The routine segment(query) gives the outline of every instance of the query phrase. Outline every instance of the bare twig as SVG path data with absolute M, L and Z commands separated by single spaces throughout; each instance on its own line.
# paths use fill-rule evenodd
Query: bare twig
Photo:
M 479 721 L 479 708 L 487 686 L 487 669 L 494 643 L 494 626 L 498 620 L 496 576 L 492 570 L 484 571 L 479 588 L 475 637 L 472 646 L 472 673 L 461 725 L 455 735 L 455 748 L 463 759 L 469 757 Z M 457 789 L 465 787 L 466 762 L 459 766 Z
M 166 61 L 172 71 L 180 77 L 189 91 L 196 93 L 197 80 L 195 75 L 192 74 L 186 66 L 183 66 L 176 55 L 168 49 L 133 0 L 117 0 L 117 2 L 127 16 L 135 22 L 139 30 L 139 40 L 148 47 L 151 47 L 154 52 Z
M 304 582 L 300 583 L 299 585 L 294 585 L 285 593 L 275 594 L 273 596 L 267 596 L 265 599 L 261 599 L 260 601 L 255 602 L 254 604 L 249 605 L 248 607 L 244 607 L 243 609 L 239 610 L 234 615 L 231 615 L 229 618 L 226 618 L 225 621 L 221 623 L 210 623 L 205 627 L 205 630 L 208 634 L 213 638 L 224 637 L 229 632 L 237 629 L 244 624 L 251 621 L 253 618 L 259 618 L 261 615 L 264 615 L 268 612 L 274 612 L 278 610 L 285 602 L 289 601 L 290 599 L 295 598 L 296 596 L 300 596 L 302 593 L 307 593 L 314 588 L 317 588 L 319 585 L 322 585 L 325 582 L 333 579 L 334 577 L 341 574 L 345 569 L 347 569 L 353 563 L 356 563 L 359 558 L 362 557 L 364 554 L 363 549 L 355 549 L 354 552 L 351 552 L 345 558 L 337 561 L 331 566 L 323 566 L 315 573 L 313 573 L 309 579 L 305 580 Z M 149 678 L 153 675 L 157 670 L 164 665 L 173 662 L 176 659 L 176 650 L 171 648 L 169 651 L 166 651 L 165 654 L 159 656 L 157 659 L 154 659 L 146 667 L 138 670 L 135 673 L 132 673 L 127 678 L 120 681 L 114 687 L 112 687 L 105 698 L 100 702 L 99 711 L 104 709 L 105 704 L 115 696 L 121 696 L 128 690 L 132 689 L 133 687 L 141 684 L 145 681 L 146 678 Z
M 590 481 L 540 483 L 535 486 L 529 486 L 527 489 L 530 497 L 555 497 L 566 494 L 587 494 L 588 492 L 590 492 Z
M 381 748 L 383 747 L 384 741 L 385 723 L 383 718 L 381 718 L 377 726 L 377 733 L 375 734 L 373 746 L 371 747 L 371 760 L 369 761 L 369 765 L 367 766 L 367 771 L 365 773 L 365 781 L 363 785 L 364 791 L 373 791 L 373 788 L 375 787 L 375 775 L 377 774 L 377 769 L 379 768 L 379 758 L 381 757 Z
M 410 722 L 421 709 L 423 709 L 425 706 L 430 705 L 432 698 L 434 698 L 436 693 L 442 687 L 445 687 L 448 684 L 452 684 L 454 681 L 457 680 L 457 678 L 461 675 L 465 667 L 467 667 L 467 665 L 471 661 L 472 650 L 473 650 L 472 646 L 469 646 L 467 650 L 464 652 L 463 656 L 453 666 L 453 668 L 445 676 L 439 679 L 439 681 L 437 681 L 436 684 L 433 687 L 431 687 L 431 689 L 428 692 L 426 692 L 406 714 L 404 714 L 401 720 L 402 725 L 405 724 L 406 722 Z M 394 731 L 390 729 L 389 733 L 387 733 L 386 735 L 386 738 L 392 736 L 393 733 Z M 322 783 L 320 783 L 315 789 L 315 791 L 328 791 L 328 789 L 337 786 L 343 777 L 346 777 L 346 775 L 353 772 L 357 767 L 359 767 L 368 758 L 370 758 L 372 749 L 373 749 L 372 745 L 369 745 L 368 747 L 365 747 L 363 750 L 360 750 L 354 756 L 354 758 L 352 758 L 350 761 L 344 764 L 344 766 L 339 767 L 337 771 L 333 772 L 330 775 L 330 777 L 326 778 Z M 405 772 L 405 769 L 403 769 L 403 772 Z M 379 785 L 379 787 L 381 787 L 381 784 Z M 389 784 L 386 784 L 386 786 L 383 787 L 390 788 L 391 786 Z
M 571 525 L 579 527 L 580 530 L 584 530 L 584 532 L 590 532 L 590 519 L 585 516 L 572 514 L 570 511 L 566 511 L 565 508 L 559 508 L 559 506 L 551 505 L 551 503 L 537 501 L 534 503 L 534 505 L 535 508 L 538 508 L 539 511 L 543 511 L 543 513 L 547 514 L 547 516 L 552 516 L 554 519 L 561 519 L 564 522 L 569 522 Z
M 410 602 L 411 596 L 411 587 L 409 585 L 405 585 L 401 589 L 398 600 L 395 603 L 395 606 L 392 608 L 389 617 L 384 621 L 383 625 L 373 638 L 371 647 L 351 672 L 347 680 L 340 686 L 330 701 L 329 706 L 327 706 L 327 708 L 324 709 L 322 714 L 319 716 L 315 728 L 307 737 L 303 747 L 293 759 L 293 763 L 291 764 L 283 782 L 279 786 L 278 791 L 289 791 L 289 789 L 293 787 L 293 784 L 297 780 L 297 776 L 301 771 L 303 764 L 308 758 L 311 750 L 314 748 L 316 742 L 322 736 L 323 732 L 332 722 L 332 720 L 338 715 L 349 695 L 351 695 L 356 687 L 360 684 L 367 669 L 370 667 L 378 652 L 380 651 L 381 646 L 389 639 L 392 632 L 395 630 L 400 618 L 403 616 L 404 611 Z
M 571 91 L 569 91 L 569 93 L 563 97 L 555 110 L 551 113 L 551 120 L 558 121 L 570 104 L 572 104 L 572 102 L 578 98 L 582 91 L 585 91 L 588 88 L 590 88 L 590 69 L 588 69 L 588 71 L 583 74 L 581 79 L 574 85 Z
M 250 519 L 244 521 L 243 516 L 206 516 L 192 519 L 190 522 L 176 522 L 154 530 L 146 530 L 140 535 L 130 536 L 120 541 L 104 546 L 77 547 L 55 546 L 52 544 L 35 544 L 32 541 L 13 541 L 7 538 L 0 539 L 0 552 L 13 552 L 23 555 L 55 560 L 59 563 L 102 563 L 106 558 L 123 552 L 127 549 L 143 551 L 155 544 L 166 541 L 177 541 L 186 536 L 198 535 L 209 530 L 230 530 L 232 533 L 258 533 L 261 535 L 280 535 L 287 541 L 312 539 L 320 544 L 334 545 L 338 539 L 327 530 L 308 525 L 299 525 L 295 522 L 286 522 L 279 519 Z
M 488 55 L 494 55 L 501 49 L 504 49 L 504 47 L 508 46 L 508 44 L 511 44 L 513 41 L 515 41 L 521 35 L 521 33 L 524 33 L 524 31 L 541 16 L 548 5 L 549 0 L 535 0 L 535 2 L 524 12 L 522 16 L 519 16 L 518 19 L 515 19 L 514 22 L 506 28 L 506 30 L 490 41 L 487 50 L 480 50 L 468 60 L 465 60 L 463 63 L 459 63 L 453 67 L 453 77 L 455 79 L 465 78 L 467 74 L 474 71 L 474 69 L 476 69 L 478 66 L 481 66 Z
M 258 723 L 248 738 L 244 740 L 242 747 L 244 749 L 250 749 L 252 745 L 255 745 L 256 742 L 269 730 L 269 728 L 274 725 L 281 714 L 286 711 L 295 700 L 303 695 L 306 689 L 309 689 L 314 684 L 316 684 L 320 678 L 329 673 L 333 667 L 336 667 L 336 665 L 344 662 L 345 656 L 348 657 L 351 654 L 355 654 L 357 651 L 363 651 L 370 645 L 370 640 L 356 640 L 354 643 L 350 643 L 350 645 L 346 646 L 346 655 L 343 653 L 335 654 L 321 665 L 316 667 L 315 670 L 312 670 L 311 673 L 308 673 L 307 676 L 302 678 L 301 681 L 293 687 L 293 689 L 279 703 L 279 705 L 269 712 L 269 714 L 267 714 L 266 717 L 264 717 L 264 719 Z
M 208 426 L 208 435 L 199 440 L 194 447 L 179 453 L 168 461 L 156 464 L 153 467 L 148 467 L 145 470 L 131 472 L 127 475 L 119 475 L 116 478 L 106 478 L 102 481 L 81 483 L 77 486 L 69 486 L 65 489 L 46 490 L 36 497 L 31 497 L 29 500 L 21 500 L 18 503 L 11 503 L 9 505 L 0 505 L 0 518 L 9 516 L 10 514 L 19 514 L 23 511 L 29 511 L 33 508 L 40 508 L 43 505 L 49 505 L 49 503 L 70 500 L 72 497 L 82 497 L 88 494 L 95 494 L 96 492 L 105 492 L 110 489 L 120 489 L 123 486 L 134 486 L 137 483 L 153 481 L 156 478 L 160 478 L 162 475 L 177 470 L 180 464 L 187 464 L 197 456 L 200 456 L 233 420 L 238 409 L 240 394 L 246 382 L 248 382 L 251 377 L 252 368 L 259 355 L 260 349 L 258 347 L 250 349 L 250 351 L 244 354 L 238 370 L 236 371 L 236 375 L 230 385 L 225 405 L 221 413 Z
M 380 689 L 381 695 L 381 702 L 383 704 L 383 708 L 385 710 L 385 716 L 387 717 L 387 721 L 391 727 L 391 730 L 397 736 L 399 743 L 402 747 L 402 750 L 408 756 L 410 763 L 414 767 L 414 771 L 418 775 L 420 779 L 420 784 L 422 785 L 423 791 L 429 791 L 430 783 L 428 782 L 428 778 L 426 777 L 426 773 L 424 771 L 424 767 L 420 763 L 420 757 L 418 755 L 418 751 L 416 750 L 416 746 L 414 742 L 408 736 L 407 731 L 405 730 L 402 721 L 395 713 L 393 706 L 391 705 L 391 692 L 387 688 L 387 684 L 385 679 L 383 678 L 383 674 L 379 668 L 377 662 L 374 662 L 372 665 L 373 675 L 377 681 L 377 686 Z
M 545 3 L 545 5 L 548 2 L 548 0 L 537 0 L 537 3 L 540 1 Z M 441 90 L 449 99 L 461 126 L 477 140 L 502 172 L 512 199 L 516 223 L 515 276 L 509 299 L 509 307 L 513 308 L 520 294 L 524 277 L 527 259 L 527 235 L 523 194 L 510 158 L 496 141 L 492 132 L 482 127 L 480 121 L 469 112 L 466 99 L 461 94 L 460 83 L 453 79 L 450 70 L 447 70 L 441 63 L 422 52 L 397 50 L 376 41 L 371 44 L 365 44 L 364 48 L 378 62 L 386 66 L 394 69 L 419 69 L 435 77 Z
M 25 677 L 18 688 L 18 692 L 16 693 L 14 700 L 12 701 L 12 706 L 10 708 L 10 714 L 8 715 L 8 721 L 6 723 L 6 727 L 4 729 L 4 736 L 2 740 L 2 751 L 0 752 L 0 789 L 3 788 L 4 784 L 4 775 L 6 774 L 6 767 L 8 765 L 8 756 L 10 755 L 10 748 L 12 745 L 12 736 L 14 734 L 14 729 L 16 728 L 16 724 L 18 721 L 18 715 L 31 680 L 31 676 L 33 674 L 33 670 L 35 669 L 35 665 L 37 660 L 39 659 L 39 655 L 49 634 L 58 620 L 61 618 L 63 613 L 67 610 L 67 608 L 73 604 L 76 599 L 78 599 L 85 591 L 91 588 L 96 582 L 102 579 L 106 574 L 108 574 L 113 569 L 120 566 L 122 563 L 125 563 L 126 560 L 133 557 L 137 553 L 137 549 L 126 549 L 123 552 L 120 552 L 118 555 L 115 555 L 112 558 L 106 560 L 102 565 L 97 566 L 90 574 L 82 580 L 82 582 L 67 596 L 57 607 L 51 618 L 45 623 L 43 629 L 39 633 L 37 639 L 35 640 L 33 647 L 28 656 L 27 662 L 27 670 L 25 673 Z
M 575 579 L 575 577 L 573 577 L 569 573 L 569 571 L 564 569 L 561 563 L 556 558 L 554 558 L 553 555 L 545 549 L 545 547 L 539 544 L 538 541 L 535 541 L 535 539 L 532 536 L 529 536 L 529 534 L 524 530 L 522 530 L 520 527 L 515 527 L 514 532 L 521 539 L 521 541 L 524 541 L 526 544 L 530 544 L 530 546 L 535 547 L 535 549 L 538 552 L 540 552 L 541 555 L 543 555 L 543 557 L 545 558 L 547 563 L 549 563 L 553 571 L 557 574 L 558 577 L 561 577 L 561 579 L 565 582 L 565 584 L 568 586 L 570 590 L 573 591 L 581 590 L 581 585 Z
|---|
▶ What is expected
Give again, word for word, the records from their first line to the one with "Query: bare twig", and leave out all else.

▶ Response to the task
The routine segment(query) gives the outline of every instance of the query phrase. Outline every instance of the bare twig as SVG path data with absolute M, L and Z commands separated by single spaces throughout; each instance on its own line.
# paths use fill-rule evenodd
Query: bare twig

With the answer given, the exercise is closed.